ACTION ITEM: Check each line of the entries below for the word "horse", and copy the lines that have it.

Dataset entries:
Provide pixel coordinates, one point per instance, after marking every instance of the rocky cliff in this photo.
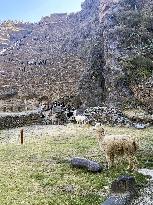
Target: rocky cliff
(101, 53)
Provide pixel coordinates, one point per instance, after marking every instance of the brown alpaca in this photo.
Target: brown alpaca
(117, 145)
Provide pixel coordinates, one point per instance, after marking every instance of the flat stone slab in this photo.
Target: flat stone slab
(86, 164)
(122, 191)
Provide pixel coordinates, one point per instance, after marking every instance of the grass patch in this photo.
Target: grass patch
(38, 173)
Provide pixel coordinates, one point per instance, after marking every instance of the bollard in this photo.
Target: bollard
(21, 135)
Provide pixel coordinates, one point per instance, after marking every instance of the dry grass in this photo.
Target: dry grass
(37, 172)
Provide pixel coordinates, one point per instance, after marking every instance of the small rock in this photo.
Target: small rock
(85, 163)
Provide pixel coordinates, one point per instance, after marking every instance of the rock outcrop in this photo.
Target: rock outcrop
(101, 53)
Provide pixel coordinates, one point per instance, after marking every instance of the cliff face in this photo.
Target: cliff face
(92, 56)
(128, 50)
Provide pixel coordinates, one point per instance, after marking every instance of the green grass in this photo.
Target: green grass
(37, 173)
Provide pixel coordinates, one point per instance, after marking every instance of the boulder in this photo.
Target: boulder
(86, 164)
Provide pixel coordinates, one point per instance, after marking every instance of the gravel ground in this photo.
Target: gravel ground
(146, 196)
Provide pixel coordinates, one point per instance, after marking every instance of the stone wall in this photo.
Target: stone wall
(12, 120)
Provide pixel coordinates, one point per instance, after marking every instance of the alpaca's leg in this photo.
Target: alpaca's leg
(110, 160)
(135, 163)
(130, 167)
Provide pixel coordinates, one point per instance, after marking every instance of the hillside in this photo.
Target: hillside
(104, 53)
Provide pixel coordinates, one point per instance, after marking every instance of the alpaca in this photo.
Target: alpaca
(117, 145)
(80, 119)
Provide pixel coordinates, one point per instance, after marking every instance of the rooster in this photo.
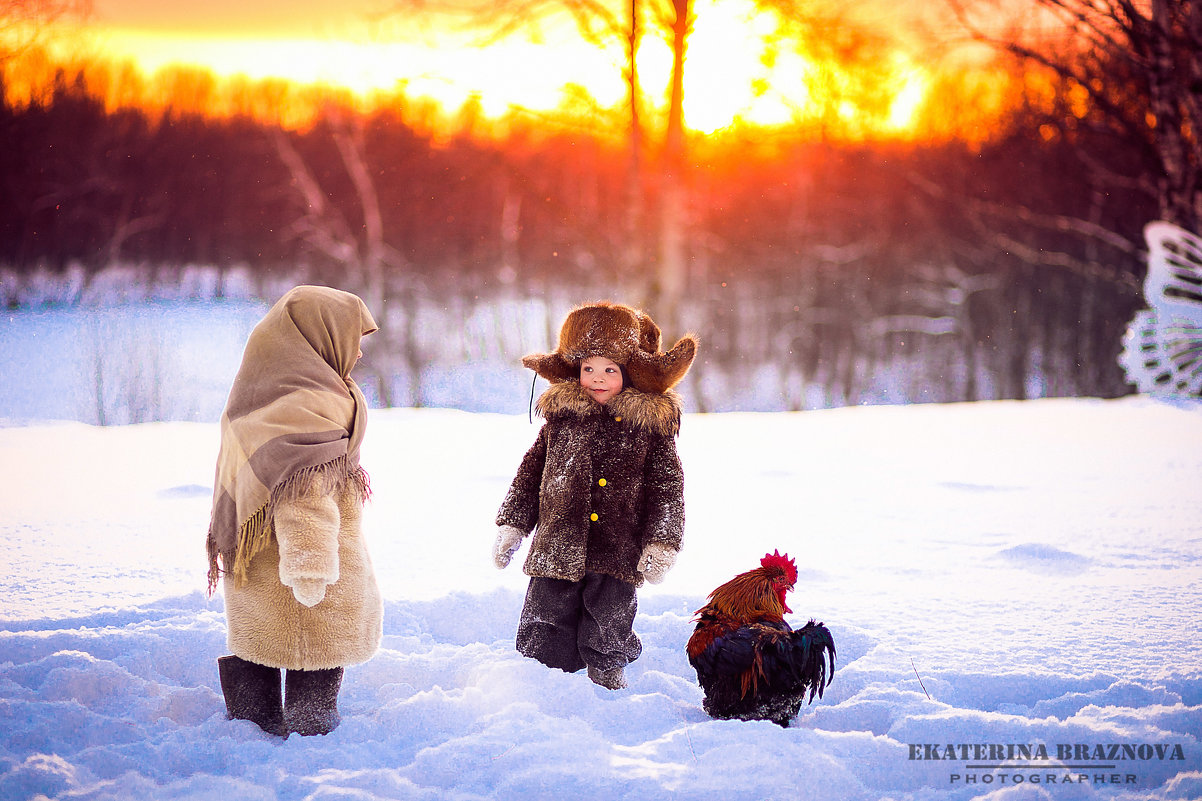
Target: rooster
(750, 663)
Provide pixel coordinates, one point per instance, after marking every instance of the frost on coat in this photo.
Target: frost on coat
(316, 539)
(599, 484)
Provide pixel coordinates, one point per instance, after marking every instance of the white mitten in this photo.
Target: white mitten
(509, 540)
(309, 592)
(656, 561)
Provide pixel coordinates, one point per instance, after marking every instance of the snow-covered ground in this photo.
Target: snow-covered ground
(1018, 575)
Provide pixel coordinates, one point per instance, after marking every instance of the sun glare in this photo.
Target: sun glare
(736, 71)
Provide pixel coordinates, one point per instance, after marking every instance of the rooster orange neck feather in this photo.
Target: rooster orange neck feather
(748, 597)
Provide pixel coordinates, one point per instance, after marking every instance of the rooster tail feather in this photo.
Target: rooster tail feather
(816, 665)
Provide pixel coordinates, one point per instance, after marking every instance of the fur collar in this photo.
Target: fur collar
(658, 414)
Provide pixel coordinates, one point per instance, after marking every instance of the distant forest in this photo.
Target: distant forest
(844, 272)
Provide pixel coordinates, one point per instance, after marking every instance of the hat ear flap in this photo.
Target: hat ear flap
(552, 367)
(658, 373)
(649, 337)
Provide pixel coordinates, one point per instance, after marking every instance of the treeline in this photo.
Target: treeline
(842, 272)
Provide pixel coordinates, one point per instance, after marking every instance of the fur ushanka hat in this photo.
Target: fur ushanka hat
(623, 334)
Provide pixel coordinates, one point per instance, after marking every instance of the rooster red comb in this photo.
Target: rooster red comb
(780, 562)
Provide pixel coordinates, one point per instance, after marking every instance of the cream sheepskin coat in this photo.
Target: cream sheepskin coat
(319, 556)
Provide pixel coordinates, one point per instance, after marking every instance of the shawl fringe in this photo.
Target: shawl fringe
(256, 532)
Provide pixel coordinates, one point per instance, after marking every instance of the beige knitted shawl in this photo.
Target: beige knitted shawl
(293, 416)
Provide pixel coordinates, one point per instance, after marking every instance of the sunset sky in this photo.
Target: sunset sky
(730, 72)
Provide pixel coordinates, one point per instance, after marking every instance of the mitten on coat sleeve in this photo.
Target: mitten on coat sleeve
(307, 529)
(664, 487)
(509, 540)
(658, 558)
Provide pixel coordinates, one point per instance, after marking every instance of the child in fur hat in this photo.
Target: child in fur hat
(299, 589)
(601, 487)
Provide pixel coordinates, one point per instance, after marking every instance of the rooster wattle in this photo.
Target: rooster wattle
(750, 663)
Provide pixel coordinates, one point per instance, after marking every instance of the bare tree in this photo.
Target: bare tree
(358, 249)
(1140, 66)
(25, 23)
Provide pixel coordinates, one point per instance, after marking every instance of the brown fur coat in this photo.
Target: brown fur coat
(616, 461)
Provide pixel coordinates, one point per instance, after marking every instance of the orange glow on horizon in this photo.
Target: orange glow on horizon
(738, 76)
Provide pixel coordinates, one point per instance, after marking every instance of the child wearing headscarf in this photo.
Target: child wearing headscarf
(285, 540)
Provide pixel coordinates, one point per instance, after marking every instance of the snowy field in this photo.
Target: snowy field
(1015, 591)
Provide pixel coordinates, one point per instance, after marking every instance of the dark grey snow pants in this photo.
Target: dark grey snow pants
(572, 624)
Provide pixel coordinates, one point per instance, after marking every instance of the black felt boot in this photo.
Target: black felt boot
(310, 700)
(253, 693)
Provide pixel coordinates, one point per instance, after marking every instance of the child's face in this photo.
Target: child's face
(601, 378)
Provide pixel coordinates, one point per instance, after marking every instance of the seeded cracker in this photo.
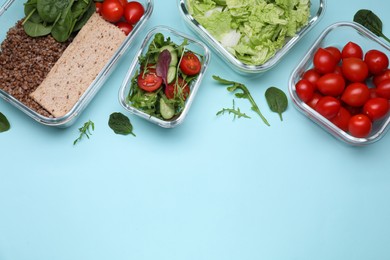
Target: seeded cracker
(78, 66)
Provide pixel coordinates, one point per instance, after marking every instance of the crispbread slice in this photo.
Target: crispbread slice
(78, 66)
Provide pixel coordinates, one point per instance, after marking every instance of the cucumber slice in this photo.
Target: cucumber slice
(174, 58)
(166, 110)
(171, 74)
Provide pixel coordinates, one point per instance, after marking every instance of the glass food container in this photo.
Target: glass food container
(338, 35)
(317, 9)
(178, 38)
(13, 10)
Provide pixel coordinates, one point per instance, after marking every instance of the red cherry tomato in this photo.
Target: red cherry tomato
(305, 90)
(112, 10)
(324, 61)
(148, 80)
(123, 2)
(356, 94)
(359, 125)
(311, 75)
(377, 61)
(376, 108)
(328, 106)
(98, 6)
(173, 88)
(335, 52)
(352, 49)
(331, 84)
(354, 69)
(133, 12)
(125, 27)
(341, 120)
(383, 89)
(380, 77)
(190, 64)
(314, 100)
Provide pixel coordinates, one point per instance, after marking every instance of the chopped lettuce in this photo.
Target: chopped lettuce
(252, 30)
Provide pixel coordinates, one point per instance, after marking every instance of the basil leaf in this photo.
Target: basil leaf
(4, 123)
(371, 21)
(277, 100)
(120, 124)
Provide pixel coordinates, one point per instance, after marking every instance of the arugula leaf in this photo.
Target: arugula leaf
(277, 100)
(244, 94)
(236, 112)
(120, 124)
(4, 123)
(85, 130)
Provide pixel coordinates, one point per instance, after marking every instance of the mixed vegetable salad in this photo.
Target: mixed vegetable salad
(163, 82)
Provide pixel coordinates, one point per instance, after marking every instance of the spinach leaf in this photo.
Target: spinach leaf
(371, 21)
(4, 123)
(36, 29)
(277, 100)
(50, 10)
(120, 124)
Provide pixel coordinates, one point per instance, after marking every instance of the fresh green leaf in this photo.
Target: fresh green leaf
(120, 124)
(85, 130)
(277, 100)
(244, 94)
(371, 21)
(4, 123)
(236, 112)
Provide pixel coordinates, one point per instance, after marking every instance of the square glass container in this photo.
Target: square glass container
(178, 38)
(317, 9)
(12, 11)
(338, 35)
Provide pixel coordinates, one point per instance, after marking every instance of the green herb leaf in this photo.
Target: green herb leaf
(244, 94)
(277, 100)
(4, 123)
(371, 21)
(236, 112)
(85, 130)
(120, 124)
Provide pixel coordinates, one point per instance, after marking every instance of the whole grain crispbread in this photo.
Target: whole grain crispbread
(78, 66)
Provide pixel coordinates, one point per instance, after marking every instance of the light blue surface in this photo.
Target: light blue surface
(212, 188)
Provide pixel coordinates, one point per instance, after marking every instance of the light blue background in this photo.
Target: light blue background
(212, 188)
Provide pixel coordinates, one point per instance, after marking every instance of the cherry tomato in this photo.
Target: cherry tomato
(377, 61)
(311, 75)
(125, 27)
(133, 12)
(383, 89)
(98, 6)
(335, 52)
(356, 94)
(354, 69)
(305, 90)
(172, 88)
(380, 77)
(190, 64)
(341, 120)
(123, 2)
(331, 84)
(148, 80)
(360, 125)
(376, 108)
(324, 61)
(112, 10)
(352, 49)
(328, 106)
(314, 100)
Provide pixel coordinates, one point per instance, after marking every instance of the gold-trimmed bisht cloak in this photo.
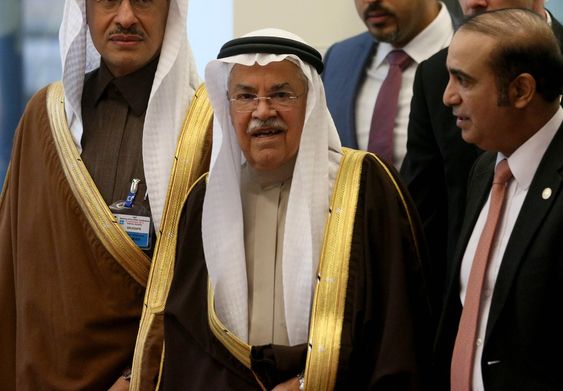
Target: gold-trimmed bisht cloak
(71, 281)
(370, 325)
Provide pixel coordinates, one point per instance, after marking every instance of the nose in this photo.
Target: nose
(451, 97)
(264, 110)
(125, 15)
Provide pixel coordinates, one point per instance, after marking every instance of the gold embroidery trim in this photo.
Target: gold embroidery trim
(190, 163)
(97, 213)
(238, 348)
(233, 343)
(5, 185)
(327, 314)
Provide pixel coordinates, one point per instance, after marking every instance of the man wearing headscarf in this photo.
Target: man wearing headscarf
(298, 262)
(88, 187)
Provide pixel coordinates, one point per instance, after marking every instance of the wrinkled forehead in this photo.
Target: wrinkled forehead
(286, 74)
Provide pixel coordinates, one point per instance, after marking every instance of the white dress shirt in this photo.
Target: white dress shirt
(436, 36)
(523, 163)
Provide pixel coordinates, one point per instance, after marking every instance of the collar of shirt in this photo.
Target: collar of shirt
(134, 87)
(525, 160)
(432, 39)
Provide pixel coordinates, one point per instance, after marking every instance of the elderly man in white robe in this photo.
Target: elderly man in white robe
(299, 263)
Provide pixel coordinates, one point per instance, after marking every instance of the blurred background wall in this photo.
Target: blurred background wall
(29, 55)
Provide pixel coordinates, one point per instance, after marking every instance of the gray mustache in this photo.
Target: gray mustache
(275, 123)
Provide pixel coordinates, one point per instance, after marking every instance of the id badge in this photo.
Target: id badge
(134, 219)
(137, 227)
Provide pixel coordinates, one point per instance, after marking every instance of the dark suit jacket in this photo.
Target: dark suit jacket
(344, 73)
(438, 162)
(524, 339)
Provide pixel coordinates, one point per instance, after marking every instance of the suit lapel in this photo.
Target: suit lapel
(533, 212)
(479, 188)
(364, 54)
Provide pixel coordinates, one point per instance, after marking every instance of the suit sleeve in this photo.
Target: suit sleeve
(423, 173)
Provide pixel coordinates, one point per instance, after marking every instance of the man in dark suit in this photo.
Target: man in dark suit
(501, 328)
(355, 68)
(438, 161)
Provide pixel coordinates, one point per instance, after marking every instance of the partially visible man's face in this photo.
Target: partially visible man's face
(268, 137)
(396, 21)
(471, 7)
(128, 34)
(472, 92)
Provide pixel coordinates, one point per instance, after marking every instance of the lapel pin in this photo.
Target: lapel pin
(546, 193)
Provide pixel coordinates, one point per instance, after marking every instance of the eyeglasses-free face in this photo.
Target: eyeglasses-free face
(128, 34)
(267, 108)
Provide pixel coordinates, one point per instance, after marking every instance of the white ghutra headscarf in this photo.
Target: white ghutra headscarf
(307, 210)
(173, 88)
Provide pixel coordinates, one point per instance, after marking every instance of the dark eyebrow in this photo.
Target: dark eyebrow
(280, 86)
(244, 88)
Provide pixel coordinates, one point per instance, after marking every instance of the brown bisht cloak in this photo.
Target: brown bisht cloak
(370, 321)
(71, 281)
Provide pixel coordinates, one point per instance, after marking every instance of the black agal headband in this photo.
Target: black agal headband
(272, 45)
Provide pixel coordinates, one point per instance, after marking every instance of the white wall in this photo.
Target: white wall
(320, 22)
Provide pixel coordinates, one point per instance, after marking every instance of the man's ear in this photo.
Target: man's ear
(522, 90)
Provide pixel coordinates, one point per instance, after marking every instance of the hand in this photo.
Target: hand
(120, 385)
(289, 385)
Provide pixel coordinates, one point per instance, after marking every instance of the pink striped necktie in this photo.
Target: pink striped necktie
(465, 344)
(387, 106)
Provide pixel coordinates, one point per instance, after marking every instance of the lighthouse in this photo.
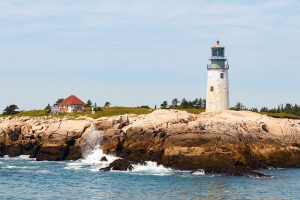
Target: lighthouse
(217, 80)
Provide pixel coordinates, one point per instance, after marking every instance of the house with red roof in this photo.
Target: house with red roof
(69, 105)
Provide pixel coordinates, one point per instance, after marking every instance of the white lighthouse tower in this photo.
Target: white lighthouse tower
(217, 80)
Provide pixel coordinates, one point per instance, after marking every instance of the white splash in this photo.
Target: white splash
(199, 172)
(152, 168)
(21, 157)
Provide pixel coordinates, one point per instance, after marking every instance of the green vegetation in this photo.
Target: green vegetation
(281, 115)
(192, 110)
(282, 111)
(103, 112)
(33, 113)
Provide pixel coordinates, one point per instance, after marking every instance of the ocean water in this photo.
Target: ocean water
(24, 178)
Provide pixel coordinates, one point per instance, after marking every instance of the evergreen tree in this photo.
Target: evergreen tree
(58, 101)
(48, 107)
(175, 103)
(107, 104)
(164, 105)
(88, 103)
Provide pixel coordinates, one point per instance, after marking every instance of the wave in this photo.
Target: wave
(19, 167)
(21, 157)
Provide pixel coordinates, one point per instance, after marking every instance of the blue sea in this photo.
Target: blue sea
(24, 178)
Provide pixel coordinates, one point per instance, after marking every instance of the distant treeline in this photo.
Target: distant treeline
(184, 103)
(201, 103)
(287, 108)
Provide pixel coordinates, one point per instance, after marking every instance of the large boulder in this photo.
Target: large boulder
(53, 151)
(119, 165)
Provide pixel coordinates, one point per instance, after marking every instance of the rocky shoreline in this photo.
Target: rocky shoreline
(230, 142)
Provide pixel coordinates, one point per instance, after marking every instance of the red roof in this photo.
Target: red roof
(72, 100)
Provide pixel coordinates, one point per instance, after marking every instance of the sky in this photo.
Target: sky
(142, 52)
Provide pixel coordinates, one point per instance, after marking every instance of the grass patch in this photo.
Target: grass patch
(192, 110)
(281, 115)
(106, 112)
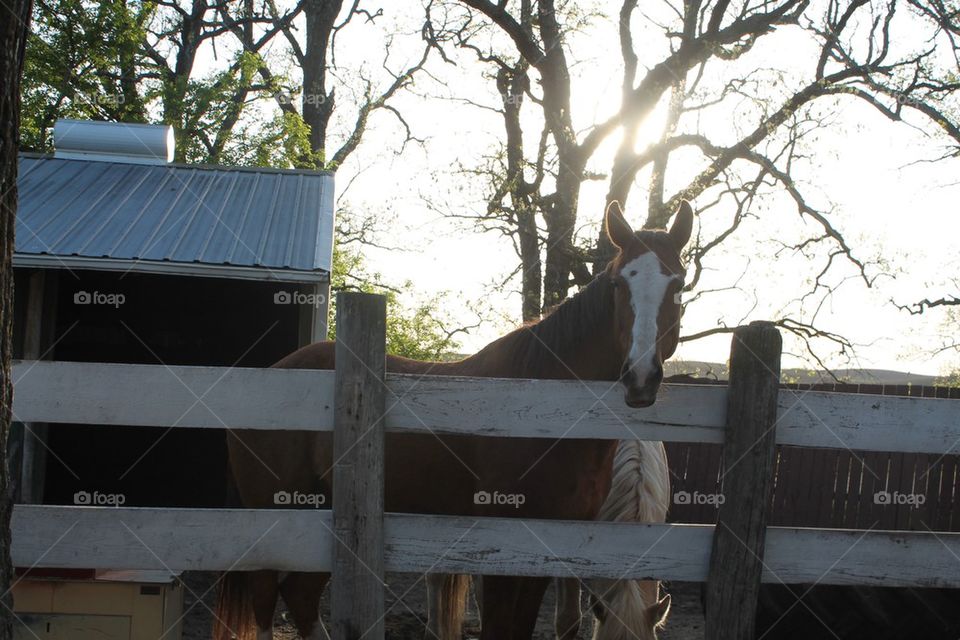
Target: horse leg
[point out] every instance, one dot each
(434, 604)
(569, 614)
(510, 607)
(263, 597)
(302, 591)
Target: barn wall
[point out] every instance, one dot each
(159, 319)
(835, 488)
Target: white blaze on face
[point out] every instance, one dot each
(647, 284)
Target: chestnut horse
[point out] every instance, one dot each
(623, 609)
(620, 327)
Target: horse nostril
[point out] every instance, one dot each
(656, 376)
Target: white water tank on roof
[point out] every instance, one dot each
(113, 141)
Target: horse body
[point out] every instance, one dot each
(590, 336)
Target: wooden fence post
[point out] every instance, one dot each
(736, 561)
(357, 599)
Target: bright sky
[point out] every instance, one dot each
(863, 169)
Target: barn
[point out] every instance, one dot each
(124, 256)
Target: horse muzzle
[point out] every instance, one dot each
(639, 394)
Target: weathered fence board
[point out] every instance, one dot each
(86, 393)
(170, 539)
(156, 395)
(221, 539)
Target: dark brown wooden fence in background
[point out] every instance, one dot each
(834, 488)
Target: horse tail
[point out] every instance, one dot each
(234, 619)
(453, 603)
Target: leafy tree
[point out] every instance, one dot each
(730, 131)
(14, 26)
(420, 331)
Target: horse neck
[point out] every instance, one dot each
(574, 341)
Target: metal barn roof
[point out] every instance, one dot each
(186, 219)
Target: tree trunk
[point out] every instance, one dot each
(320, 17)
(562, 216)
(513, 84)
(14, 18)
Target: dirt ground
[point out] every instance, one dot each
(406, 615)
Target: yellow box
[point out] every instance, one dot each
(116, 605)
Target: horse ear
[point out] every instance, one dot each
(618, 229)
(659, 611)
(682, 225)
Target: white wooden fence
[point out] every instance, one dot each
(237, 539)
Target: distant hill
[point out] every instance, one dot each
(719, 371)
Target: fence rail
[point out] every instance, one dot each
(219, 397)
(245, 540)
(237, 539)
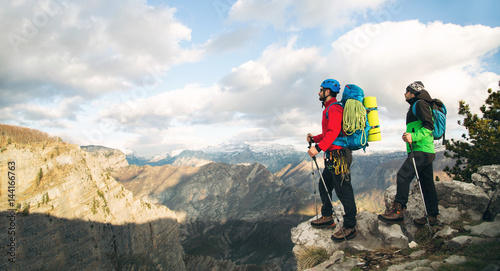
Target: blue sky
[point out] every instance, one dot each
(161, 76)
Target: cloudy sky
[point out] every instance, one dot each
(161, 76)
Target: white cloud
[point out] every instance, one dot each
(88, 48)
(298, 14)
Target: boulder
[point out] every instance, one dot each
(468, 198)
(488, 178)
(372, 234)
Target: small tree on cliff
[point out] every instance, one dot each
(482, 144)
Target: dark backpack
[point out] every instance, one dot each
(439, 111)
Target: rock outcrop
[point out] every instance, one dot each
(69, 213)
(458, 201)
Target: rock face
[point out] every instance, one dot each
(241, 213)
(70, 213)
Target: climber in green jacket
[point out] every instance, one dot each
(418, 133)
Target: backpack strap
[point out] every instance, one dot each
(414, 108)
(328, 108)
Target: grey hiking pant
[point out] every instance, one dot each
(425, 169)
(344, 192)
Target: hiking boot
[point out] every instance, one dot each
(393, 215)
(349, 234)
(323, 222)
(423, 221)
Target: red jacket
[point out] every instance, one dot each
(330, 127)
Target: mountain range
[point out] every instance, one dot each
(93, 200)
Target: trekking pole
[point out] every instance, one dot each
(330, 198)
(421, 192)
(314, 185)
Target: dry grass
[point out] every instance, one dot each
(21, 135)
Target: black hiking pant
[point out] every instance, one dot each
(425, 169)
(343, 189)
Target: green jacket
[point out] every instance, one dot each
(420, 125)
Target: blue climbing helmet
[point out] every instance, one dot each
(332, 84)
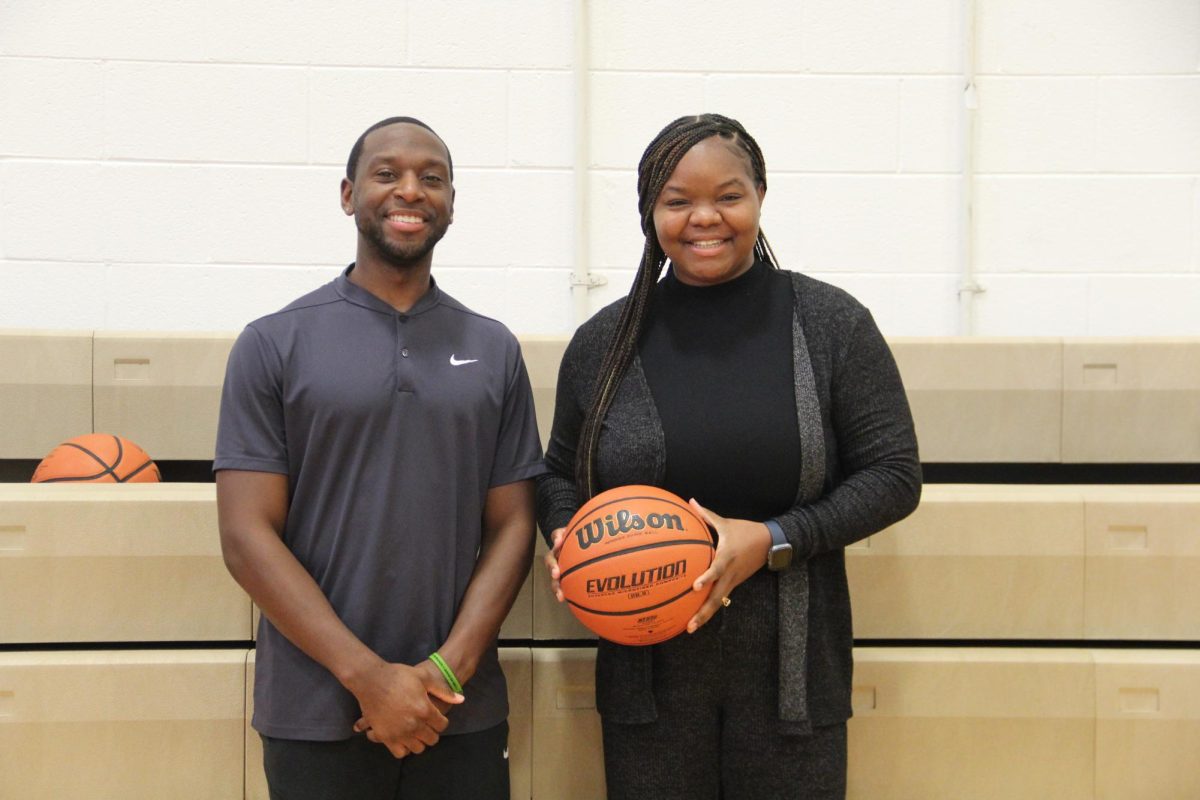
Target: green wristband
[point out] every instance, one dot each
(444, 668)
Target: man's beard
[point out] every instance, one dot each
(400, 254)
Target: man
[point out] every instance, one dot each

REPLY:
Target: horse leg
Target: chestnut horse
Target: horse nostril
Target: horse body
Target: horse muzzle
Target: horse tail
Target: horse neck
Target: horse ear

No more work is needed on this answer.